(Saved entries)
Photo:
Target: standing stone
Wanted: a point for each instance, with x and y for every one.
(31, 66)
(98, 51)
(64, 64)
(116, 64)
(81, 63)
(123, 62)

> [EXERCISE PROMPT]: Output each line of the records above with no changes at all.

> [RESPONSE]:
Photo:
Target: standing stone
Wanted: a point for each instance, with x and y for every one.
(31, 66)
(98, 51)
(64, 64)
(116, 64)
(81, 63)
(123, 62)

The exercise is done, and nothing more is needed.